**DATA SHOWN**

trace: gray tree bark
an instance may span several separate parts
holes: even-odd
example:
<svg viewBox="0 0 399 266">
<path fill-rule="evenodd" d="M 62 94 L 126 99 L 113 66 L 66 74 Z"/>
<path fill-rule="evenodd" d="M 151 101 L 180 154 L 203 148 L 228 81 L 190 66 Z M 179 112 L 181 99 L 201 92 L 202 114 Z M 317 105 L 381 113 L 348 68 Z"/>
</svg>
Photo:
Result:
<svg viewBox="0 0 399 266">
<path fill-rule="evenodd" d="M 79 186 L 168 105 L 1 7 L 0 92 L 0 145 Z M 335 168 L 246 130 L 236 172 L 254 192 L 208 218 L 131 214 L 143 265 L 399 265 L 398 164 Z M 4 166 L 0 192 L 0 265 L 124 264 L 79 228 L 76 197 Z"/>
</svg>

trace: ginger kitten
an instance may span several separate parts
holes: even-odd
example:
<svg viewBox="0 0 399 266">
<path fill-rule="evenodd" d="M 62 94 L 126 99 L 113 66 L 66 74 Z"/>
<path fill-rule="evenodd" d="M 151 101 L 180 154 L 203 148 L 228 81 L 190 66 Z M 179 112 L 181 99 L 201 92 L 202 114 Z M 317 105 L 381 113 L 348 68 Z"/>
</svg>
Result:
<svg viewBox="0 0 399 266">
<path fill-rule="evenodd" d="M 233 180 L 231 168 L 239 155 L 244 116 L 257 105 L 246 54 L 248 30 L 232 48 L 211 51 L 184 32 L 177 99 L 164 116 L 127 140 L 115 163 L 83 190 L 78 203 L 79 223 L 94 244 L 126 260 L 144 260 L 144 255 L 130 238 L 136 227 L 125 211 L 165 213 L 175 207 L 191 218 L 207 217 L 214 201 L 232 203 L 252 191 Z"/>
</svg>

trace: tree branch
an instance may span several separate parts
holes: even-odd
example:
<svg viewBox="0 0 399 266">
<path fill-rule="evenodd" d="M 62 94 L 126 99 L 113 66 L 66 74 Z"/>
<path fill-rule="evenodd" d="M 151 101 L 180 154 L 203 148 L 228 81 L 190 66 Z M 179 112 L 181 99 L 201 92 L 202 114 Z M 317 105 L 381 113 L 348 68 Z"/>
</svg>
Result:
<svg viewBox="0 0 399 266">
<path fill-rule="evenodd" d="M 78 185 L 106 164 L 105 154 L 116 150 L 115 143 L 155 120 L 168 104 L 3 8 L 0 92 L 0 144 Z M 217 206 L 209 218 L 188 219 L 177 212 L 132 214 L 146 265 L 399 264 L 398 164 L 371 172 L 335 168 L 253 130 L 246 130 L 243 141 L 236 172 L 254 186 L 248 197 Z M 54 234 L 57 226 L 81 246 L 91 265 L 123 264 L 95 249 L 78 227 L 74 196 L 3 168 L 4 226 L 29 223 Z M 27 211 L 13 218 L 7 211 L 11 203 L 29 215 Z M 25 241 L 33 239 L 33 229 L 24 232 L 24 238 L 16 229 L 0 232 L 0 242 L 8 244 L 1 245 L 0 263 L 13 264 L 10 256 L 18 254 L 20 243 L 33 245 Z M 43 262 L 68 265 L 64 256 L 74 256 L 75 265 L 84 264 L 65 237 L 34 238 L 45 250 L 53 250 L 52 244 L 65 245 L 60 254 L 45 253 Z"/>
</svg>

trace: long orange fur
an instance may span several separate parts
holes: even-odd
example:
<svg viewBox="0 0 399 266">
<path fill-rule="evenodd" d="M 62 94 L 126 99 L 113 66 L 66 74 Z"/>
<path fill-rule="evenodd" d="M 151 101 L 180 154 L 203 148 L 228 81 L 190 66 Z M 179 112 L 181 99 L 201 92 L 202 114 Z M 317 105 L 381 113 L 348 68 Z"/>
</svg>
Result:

**SHORT PROBLEM**
Please retype all the rows above, character for character, from the first through the last.

**SOLUTION**
trace: gray tree bark
an instance may span several separate parts
holes: even-odd
example:
<svg viewBox="0 0 399 266">
<path fill-rule="evenodd" d="M 62 94 L 126 99 L 113 66 L 66 74 Z"/>
<path fill-rule="evenodd" d="M 151 101 L 180 154 L 203 148 L 228 81 L 190 66 Z M 179 112 L 181 99 L 201 92 L 202 114 Z M 317 105 L 381 113 L 348 68 Z"/>
</svg>
Photo:
Result:
<svg viewBox="0 0 399 266">
<path fill-rule="evenodd" d="M 79 186 L 168 105 L 1 7 L 0 92 L 0 145 Z M 335 168 L 246 130 L 236 172 L 254 192 L 208 218 L 131 214 L 143 265 L 399 265 L 398 164 Z M 4 166 L 0 192 L 0 265 L 124 264 L 79 228 L 76 197 Z"/>
</svg>

trace: ginger kitten
an instance may span several separate parts
holes: even-odd
example:
<svg viewBox="0 0 399 266">
<path fill-rule="evenodd" d="M 62 94 L 126 99 L 113 66 L 66 74 Z"/>
<path fill-rule="evenodd" d="M 151 101 L 180 154 L 203 148 L 228 81 L 190 66 Z M 179 112 L 181 99 L 201 92 L 202 114 Z M 317 105 L 381 113 L 348 68 Z"/>
</svg>
Result:
<svg viewBox="0 0 399 266">
<path fill-rule="evenodd" d="M 233 180 L 231 168 L 239 155 L 244 116 L 257 105 L 246 54 L 248 30 L 232 48 L 211 51 L 184 32 L 177 99 L 164 116 L 127 140 L 115 163 L 83 190 L 78 203 L 79 223 L 94 244 L 126 260 L 144 260 L 144 255 L 130 238 L 136 227 L 125 211 L 165 213 L 175 207 L 191 218 L 207 217 L 214 201 L 232 203 L 252 191 Z"/>
</svg>

trace: tree branch
an instance may span several separate parts
holes: even-odd
example:
<svg viewBox="0 0 399 266">
<path fill-rule="evenodd" d="M 62 94 L 126 99 L 113 66 L 66 74 Z"/>
<path fill-rule="evenodd" d="M 151 101 L 180 154 L 203 148 L 228 81 L 190 66 Z M 179 112 L 181 99 L 201 92 L 202 114 Z M 317 105 L 381 113 L 348 68 Z"/>
</svg>
Result:
<svg viewBox="0 0 399 266">
<path fill-rule="evenodd" d="M 78 185 L 106 164 L 105 154 L 116 150 L 115 143 L 155 120 L 168 104 L 3 8 L 0 92 L 0 144 Z M 217 206 L 209 218 L 188 219 L 177 212 L 132 214 L 146 265 L 399 264 L 398 164 L 371 172 L 335 168 L 253 130 L 246 130 L 243 141 L 236 172 L 254 186 L 248 197 Z M 54 234 L 57 226 L 81 246 L 91 265 L 123 264 L 95 249 L 78 227 L 74 196 L 3 168 L 4 226 L 29 223 Z M 27 211 L 13 218 L 7 211 L 11 203 L 29 215 Z M 25 241 L 33 239 L 33 229 L 24 232 L 24 238 L 16 229 L 0 232 L 0 242 L 8 244 L 1 245 L 0 263 L 13 264 L 10 256 L 18 254 L 20 243 L 33 245 Z M 43 262 L 68 265 L 64 256 L 74 256 L 75 265 L 84 264 L 65 237 L 34 238 L 45 250 L 53 250 L 52 244 L 65 245 L 60 254 L 45 253 Z"/>
</svg>

trace: long orange fur
an instance may span several separate parts
holes: even-odd
example:
<svg viewBox="0 0 399 266">
<path fill-rule="evenodd" d="M 62 94 L 126 99 L 113 66 L 66 74 Z"/>
<path fill-rule="evenodd" d="M 151 101 L 180 154 L 203 148 L 228 81 L 190 66 Z M 179 112 L 181 99 L 201 92 L 202 114 Z M 317 105 L 381 113 L 348 68 Z"/>
</svg>
Result:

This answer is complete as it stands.